WORK TO BE COMPLETED>
Your response should consist of every record, exactly as given.

MATERIAL SHOWN>
↓

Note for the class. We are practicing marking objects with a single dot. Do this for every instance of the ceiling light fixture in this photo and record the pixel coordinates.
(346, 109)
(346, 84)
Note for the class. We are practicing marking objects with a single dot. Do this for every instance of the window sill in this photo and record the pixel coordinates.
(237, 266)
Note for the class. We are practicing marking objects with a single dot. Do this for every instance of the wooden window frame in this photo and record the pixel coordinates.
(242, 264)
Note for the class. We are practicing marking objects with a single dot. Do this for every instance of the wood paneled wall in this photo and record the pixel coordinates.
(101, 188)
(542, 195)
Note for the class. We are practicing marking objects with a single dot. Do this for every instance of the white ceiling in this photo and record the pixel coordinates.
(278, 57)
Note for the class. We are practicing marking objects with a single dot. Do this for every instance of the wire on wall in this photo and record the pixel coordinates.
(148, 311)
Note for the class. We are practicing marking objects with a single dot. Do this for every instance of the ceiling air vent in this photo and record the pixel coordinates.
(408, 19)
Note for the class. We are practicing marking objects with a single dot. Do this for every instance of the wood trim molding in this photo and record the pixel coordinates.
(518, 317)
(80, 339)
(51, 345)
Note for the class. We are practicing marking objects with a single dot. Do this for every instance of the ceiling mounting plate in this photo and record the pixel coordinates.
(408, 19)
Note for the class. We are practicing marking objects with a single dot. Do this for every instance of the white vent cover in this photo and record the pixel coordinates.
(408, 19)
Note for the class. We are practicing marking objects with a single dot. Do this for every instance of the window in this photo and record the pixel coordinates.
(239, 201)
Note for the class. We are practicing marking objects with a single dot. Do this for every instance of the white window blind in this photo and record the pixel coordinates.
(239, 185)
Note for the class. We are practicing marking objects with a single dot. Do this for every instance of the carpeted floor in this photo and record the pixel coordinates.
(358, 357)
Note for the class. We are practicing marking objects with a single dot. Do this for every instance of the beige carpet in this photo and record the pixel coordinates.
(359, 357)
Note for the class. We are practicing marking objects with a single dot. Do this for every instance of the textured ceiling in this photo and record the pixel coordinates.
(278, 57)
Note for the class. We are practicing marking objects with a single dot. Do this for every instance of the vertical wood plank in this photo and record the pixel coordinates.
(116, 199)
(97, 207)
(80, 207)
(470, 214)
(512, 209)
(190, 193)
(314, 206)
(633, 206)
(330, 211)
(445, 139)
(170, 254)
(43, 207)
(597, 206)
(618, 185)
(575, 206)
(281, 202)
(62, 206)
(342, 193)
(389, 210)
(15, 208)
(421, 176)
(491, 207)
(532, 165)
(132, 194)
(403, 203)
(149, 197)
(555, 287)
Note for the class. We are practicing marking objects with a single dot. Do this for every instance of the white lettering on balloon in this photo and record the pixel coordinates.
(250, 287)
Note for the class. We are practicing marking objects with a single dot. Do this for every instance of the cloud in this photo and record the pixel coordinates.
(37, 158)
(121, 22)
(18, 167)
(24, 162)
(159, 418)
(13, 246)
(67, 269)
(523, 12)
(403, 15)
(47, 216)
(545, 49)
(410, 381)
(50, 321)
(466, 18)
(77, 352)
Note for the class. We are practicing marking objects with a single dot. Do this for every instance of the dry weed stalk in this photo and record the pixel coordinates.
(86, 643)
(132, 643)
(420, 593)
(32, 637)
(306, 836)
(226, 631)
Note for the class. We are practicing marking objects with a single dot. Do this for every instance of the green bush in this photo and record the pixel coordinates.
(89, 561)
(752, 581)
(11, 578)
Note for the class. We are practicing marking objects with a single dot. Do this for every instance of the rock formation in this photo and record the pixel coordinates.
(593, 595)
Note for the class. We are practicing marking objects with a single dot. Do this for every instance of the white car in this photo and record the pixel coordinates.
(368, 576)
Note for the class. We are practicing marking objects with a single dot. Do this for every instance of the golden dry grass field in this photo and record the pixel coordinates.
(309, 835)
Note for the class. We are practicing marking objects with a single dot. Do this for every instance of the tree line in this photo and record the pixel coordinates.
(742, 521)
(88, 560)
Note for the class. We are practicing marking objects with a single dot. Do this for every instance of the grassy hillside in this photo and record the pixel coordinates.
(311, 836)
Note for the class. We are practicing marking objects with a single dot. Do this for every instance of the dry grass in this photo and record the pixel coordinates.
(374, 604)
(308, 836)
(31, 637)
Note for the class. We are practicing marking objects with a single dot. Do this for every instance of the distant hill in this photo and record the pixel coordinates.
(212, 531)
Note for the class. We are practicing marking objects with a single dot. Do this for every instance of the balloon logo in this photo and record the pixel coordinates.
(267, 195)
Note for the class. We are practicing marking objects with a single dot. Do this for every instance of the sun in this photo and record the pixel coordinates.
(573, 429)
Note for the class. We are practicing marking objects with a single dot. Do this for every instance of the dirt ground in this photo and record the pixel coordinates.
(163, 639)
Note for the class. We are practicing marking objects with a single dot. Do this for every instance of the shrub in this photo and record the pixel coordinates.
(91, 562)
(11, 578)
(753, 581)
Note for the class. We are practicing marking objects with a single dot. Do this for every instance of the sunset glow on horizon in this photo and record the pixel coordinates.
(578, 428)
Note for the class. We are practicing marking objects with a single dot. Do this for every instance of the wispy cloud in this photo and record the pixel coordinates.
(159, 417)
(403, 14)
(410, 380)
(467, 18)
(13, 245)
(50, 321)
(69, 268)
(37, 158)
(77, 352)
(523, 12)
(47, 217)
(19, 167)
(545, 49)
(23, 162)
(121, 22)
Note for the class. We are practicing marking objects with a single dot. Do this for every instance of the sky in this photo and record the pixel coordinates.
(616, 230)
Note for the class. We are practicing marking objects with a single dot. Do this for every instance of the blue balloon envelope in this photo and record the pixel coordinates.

↑

REPLY TO THE EXERCISE>
Note for the class. We are practicing marking objects with a single dot. Do this for every instance of the ceiling light fixture in this photo and record the pixel coordinates.
(346, 109)
(346, 84)
Note for the class. We are practicing marking objects with a single dot. Do this for every instance of the window sill in this photo and record the pixel coordinates.
(237, 266)
Note for the class. We are practicing marking objects with a single dot. Do this for every instance of the wooden window frame in this photo and record the pixel coordinates.
(242, 264)
Note for the class. We are practicing marking objects with a single dot. Do this for every instance of the wood paneled wall in this photo and record the pixel coordinates.
(101, 188)
(542, 195)
Note for the class. We are practicing marking objects with a single dot. Do this for every instance of the white ceiling in this photo and record the pixel coordinates.
(278, 57)
Note for the class. We are practicing marking objects with a single dot. Do this for every instance of the wire on wall in this photo and record the pixel coordinates.
(148, 311)
Note for the class. We are practicing marking objects with a single dot. Do this for every instance of the ceiling air vent in this photo and record the pixel coordinates.
(408, 19)
Note for the class. We are practicing marking objects with a single dot. Do this for every instance of the wood trim molding in this photo and record the pixel coordinates.
(518, 317)
(80, 339)
(51, 345)
Note for the class. We are practicing marking objects with a single dot. Do this for every instance of the ceiling mounting plate in this photo and record the pixel coordinates.
(408, 19)
Note for the class. We are practicing marking objects with a single dot. Do this for every instance of the white vent cover in this photo and record the pixel coordinates.
(408, 19)
Note for the class. We are practicing marking objects with a single dot. Do this for every instance of the window in this photo and record the pixel coordinates.
(239, 201)
Note for the class. We are practicing marking objects with a single dot. Do this for every instance of the white window blind in this photo and record the pixel coordinates.
(239, 185)
Note for the class. We are practicing marking objects with a single dot. Do this for every instance of the carpeted floor in this photo and record the pixel coordinates.
(358, 357)
Note for the class. We are practicing marking objects with a single dot. Do this for every instance of the beige carpet in this photo and record the pixel coordinates.
(359, 357)
Note for the class. We are practicing marking objects with a single dot. Do this for every instance of the textured ceiling in this photo and record the pixel coordinates.
(278, 57)
Note for the class. We are practicing marking objects with a single dot. Do this for every instance of the vertical wood plank in this photo and record the pixel coordinates.
(116, 199)
(97, 207)
(80, 207)
(470, 214)
(512, 209)
(190, 193)
(314, 206)
(633, 206)
(330, 211)
(445, 139)
(170, 254)
(43, 207)
(597, 206)
(618, 185)
(575, 206)
(281, 202)
(62, 206)
(342, 193)
(389, 210)
(15, 208)
(421, 176)
(491, 207)
(532, 165)
(132, 194)
(403, 203)
(149, 197)
(555, 287)
Note for the class. We are practicing marking objects with a single dot. Do this for every instance of the white lettering on balloon in this photo and record the pixel coordinates.
(250, 287)
Note for the class. We are practicing marking objects with a single dot. Do this for every instance of the cloud in this photo and record the pixel coordinates.
(37, 158)
(121, 22)
(18, 167)
(24, 162)
(159, 418)
(13, 246)
(67, 269)
(523, 12)
(403, 15)
(47, 216)
(545, 49)
(410, 381)
(50, 321)
(466, 18)
(77, 352)
Note for the class. We are practicing marking objects with a single dot. Do this for every instance of the dry weed stalk in this photo and record the pixel coordinates.
(86, 643)
(132, 643)
(420, 593)
(32, 637)
(306, 836)
(226, 631)
Note for the class. We are practicing marking objects with a single dot. Do this for every instance of the green bush in this photo and record the pixel coordinates.
(89, 561)
(752, 581)
(11, 578)
Note for the class. We are practicing marking objects with a single dot. Do this for every instance of the rock formation in this photo and record the pixel coordinates.
(593, 595)
Note for the class. We are practicing marking objects with a single dot. Do this for every instance of the white car in this photo and record the pixel coordinates.
(368, 576)
Note for the class. We are practicing marking objects with a single dot. Do this for every instance of the golden dry grass field in this photo and record the pixel coordinates.
(309, 835)
Note for the class. We are practicing marking objects with a single dot. Do this for every instance of the tree line in this photo and record the pixel coordinates.
(742, 521)
(88, 560)
Note for the class. We are practicing marking objects with a single dot. Do this for every instance of the grassy hillside in this photo and record the pixel coordinates.
(311, 836)
Note for the class. We are practicing marking objects with a single dot. Do this for every instance of the dry grass in this photo and record the pixel coordinates.
(374, 604)
(308, 836)
(31, 637)
Note for the class. We are practicing marking objects with a single dot. Do this for every instance of the distant hill in this photo and record the pixel coordinates.
(212, 531)
Note for the class. We are practicing marking objects with a single dot. Do this for every instance of the balloon logo in this photo and record the pixel coordinates.
(267, 195)
Note for the class. We are practicing marking objects with a single dot. Do this for every instance of the sun in this photo and record the pixel coordinates.
(573, 429)
Note for the class. We are practicing marking objects with a single dot. Do this for every instance of the dirt ground in this photo and record the pixel coordinates.
(163, 639)
Note for the class. We are practicing marking objects with a single dot. Do this for every instance of the shrub in this photo and record the pixel coordinates.
(91, 562)
(11, 578)
(753, 581)
Note for the class. We are practicing marking objects with a single dot. Do this for every instance of the sunset glow on horizon in this photo and record the pixel coordinates.
(578, 428)
Note for the class. We are practicing marking objects with a single dot. Do this for every instance of the wispy cloud in this photo and record the pixel coordinates.
(159, 417)
(403, 14)
(410, 380)
(467, 18)
(13, 245)
(50, 321)
(69, 268)
(37, 158)
(77, 352)
(523, 12)
(47, 217)
(19, 167)
(545, 49)
(23, 162)
(121, 22)
Note for the class. We are practicing marking objects with a single dot. Do this for every instance of the sky in this photo and record the pixel coordinates.
(616, 230)
Note for the class. We are practicing marking objects with a single dot. Do this for every instance of the blue balloon envelope in this photo and record the pixel coordinates.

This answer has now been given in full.